- _AIM OF THE TASK_
Tally the lines below that contain the word "wall". Only the number should be returned.

- _DATASET RECORDS_

----

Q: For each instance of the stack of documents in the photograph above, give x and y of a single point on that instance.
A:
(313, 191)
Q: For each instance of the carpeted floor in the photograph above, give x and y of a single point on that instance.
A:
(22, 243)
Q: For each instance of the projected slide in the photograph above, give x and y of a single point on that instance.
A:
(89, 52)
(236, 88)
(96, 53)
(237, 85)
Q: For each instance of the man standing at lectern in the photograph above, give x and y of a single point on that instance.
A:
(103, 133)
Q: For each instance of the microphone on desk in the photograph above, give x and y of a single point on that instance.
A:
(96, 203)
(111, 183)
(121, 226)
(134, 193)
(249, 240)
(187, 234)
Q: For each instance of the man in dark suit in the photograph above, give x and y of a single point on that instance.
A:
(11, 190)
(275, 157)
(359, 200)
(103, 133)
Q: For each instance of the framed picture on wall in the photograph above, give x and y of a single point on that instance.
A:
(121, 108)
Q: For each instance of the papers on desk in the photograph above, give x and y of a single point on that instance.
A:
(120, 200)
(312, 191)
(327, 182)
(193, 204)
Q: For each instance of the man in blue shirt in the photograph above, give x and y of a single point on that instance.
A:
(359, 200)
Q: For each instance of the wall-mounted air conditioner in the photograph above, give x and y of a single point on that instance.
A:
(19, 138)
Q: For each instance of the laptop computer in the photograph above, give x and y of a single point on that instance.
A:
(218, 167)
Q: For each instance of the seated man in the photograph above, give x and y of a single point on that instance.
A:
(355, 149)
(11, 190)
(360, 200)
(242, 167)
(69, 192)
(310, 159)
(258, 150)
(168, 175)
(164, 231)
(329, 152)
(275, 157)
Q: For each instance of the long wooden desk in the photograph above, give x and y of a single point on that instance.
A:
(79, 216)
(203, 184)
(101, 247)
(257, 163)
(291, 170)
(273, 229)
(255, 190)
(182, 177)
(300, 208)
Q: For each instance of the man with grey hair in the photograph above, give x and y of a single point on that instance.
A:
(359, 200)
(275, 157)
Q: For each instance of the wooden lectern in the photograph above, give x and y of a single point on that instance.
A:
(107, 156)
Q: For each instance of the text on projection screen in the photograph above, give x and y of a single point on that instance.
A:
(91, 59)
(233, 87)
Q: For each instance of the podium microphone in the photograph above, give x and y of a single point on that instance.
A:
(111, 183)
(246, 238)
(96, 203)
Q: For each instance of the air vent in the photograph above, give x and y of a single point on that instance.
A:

----

- _TASK ANSWER_
2